# EXERCISE INSTRUCTIONS:
Output all records exactly, with no images.

# INFORMATION:
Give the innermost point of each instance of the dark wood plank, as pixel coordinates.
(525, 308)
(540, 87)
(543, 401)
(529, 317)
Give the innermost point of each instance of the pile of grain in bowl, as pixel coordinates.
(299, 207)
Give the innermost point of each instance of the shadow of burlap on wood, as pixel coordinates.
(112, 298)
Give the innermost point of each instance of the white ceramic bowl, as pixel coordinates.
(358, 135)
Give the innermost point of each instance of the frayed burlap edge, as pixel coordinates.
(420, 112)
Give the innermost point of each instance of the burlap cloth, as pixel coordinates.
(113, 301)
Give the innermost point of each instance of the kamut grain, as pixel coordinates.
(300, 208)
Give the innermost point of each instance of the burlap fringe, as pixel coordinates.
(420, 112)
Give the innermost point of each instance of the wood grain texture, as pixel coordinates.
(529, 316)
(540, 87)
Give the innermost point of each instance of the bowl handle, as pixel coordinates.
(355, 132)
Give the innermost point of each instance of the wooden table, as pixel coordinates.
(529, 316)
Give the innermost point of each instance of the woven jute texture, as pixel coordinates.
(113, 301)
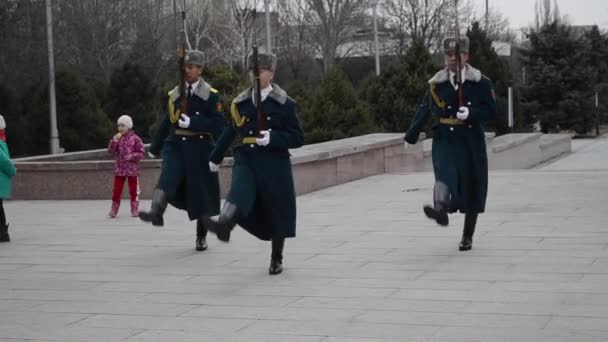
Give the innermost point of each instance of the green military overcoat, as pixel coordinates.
(459, 147)
(262, 182)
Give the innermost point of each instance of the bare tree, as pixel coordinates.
(333, 23)
(231, 38)
(425, 20)
(545, 13)
(99, 34)
(498, 26)
(295, 43)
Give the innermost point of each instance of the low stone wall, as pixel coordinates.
(516, 151)
(315, 166)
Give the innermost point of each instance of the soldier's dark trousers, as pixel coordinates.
(4, 237)
(157, 208)
(276, 259)
(201, 235)
(470, 221)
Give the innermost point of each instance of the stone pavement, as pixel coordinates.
(367, 266)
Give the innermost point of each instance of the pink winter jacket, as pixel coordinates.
(129, 150)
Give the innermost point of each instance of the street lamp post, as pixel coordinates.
(377, 48)
(54, 140)
(268, 31)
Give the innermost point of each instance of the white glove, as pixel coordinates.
(265, 139)
(213, 167)
(184, 121)
(463, 113)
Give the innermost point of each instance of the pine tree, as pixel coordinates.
(483, 57)
(131, 92)
(335, 111)
(81, 122)
(394, 95)
(558, 92)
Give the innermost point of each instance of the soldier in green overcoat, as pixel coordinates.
(262, 197)
(460, 161)
(186, 140)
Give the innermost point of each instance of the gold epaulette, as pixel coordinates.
(436, 98)
(174, 113)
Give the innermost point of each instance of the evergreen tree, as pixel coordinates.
(559, 90)
(335, 111)
(394, 95)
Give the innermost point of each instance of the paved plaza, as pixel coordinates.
(366, 266)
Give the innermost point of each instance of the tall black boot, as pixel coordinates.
(276, 259)
(201, 235)
(439, 210)
(4, 237)
(157, 209)
(470, 220)
(223, 224)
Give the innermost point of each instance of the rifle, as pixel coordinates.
(256, 82)
(181, 48)
(458, 59)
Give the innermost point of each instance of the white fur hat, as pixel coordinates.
(126, 120)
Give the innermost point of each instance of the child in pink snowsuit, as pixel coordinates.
(129, 150)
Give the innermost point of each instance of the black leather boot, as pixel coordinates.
(439, 210)
(201, 236)
(4, 237)
(470, 220)
(223, 224)
(157, 209)
(276, 259)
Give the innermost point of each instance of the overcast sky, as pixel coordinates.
(579, 12)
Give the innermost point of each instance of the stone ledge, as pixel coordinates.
(315, 166)
(512, 140)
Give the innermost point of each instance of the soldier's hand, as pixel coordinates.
(213, 167)
(265, 139)
(463, 113)
(184, 121)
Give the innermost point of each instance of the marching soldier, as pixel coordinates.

# TASK SOLUTION:
Give the innermost point of each instance of the dark wood plank, as pixel coordinates.
(525, 308)
(540, 87)
(543, 401)
(529, 317)
Give the innermost point of each instance of the pile of grain in bowl, as pixel coordinates.
(299, 207)
Give the innermost point of each instance of the shadow of burlap on wood, as pixel coordinates.
(112, 298)
Give the innermost point of each instance of the white ceramic bowl, as pixel coordinates.
(358, 135)
Give the innermost point of each instance of the frayed burlap edge, as pixel coordinates.
(420, 112)
Give the innermost point of each instance of the burlap cloth, as pixel coordinates.
(113, 301)
Give the innermost point of each instance of the kamut grain, as pixel coordinates.
(300, 208)
Give the innermost point of each instance of the burlap fringe, as pixel coordinates.
(420, 112)
Give the innermost point of each instance of the wood grain texture, as pixel coordinates.
(529, 316)
(540, 87)
Give the innermost point of each instance of the bowl handle, as pixel coordinates.
(355, 132)
Give the innermost point of each instance of the wooden table, as pixel coordinates.
(529, 316)
Give the innermost point of each instance of the woven jute texture, as pixel coordinates.
(113, 301)
Give the innermost point of each instance of the green military overcoat, as pixel coordinates.
(459, 147)
(262, 182)
Give the innermost point of each instance of the bare tree, as pixel coordinates.
(333, 23)
(231, 38)
(425, 20)
(545, 13)
(99, 34)
(498, 26)
(295, 43)
Give the innermost point of each instance of the low stone wall, as pixel coordinates.
(516, 151)
(315, 166)
Give the innermost point of each instance of the soldier's dark trousers, as pixel coordinates.
(4, 237)
(157, 208)
(276, 259)
(201, 235)
(470, 221)
Give the innermost point of each instance of the stone pavement, as pixel coordinates.
(367, 266)
Give the innermost point of each instance of the pink winter jacket, as pixel coordinates.
(129, 150)
Give the innermost point of each instance of the street lamp post, as pixel coordinates.
(377, 48)
(54, 140)
(268, 31)
Give the innermost point of each instance of the white glove, as pixel coordinates.
(265, 139)
(213, 167)
(184, 121)
(463, 113)
Give the innermost point of each instance of the pine tree, as pixel coordinates.
(483, 57)
(131, 92)
(335, 111)
(81, 122)
(394, 95)
(558, 92)
Give the innermost point of each instance of the soldier in green overcoat, as pixel coordinates.
(262, 197)
(460, 161)
(186, 140)
Give the innermost point of each instance of the gold epaulette, as pixel coordinates.
(436, 98)
(174, 113)
Give the innermost point of each instance of the evergreen tree, as pixel coordinates.
(559, 90)
(335, 111)
(394, 95)
Give the innermost point of each instance of the paved plaza, as pixel coordinates.
(366, 266)
Give the innermost point of each instance of the tall black boot, as pixel coordinates.
(276, 259)
(201, 235)
(439, 210)
(4, 237)
(157, 209)
(470, 220)
(223, 224)
Give the innermost point of each instance of the rifle, as pixel coordinates.
(256, 82)
(181, 48)
(458, 59)
Give the innermost point of each instance of the white fur hat, as pixel coordinates.
(126, 120)
Give the innermost point of each instance of the child in pink snowsuit, as pixel coordinates.
(129, 150)
Give the innermost point of each instance of the black leather boot, as pixel coordinates.
(439, 210)
(201, 236)
(4, 237)
(470, 220)
(223, 224)
(157, 209)
(276, 259)
Give the innermost point of each instance of the overcast sky, as pixel coordinates.
(579, 12)
Give the innermost point of each instance of the stone ledge, as pixel coordinates.
(315, 166)
(512, 140)
Give the innermost point of each instance of the soldier's hand, as pixel coordinates.
(213, 167)
(265, 139)
(463, 113)
(184, 121)
Give the innermost point of each instance of the marching soldier, as pixel coordinates.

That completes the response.